Could you return the records below word for word, leaving the pictures out?

(Pointing and labeling records)
+++++

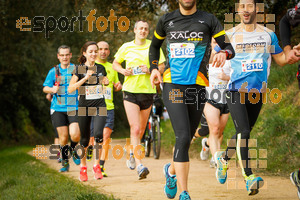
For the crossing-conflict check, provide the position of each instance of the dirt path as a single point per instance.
(124, 184)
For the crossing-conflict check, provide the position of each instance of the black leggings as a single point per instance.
(184, 104)
(244, 115)
(84, 126)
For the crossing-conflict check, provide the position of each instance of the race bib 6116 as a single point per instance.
(252, 65)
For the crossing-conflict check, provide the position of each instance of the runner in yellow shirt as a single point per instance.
(137, 90)
(114, 85)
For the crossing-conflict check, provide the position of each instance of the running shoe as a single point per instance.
(205, 150)
(143, 148)
(131, 162)
(83, 174)
(295, 180)
(253, 184)
(212, 163)
(184, 196)
(222, 167)
(65, 166)
(76, 158)
(170, 188)
(59, 158)
(89, 154)
(97, 172)
(142, 172)
(103, 171)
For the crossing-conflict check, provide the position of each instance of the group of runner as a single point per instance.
(238, 66)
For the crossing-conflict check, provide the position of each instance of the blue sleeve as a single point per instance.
(276, 49)
(50, 79)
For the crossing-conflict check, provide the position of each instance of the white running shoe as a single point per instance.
(205, 150)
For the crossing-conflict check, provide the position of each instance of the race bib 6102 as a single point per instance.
(182, 50)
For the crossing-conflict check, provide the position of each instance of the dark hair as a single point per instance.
(136, 23)
(63, 47)
(82, 58)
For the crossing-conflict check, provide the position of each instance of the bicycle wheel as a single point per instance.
(147, 142)
(156, 139)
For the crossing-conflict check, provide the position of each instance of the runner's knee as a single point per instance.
(181, 153)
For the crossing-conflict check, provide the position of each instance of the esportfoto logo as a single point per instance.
(49, 24)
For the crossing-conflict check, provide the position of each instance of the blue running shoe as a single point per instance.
(184, 196)
(170, 188)
(222, 166)
(142, 171)
(253, 184)
(76, 158)
(295, 180)
(65, 166)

+++++

→ **COMPLETE ANSWER**
For the crossing-conflict check, provide the position of each instance of the dirt path as a single point per instance.
(124, 184)
For the crossing-conflict check, provide the position of each instance of the black leggings as a single point per instance.
(184, 104)
(244, 115)
(84, 126)
For the crossing-conflict check, provide the position of each instance of the race bib 6116 as a single point per instance.
(252, 65)
For the crossing-conflict check, provide the position of each instance of the runner in yellow shirt as a single point per instance.
(137, 90)
(114, 85)
For the crossing-conflict check, provide the position of each instance of the running shoe as a single point per instance.
(205, 150)
(143, 148)
(131, 162)
(83, 174)
(295, 180)
(253, 184)
(212, 163)
(184, 196)
(222, 167)
(65, 166)
(76, 158)
(170, 188)
(59, 158)
(89, 154)
(97, 172)
(142, 172)
(103, 171)
For the crossing-conflict check, provide the position of each instance of the group of runner as a single point per instance.
(238, 66)
For the crossing-conflict check, provide the position of each instance of the blue sleeve as a single point per instance.
(276, 49)
(50, 79)
For the crossing-conflict check, provide the position of each instance of the white running shoe as a single point per instance.
(205, 150)
For the crossing-conflict check, provide the position of each instance of the race bib 6102 as a single point per instance.
(182, 50)
For the crossing-conflict check, provide the position of each instance of the dark hair as a single point per instance.
(136, 23)
(63, 47)
(82, 58)
For the crossing-conflict check, provide the position of each instance of the bicycle wheel as a single point per instance.
(147, 142)
(156, 139)
For the crossing-conflict check, provide the position of each instance of the runner's knee as a single point per instance.
(181, 153)
For the crossing-conflict check, provide the position of each instance of the esportfoto logo as a single point per instance.
(49, 24)
For the crossing-conflict check, provide the position of each instance of the blue running shoe as a single point per instance.
(184, 196)
(170, 188)
(222, 166)
(142, 171)
(253, 184)
(76, 158)
(295, 180)
(65, 166)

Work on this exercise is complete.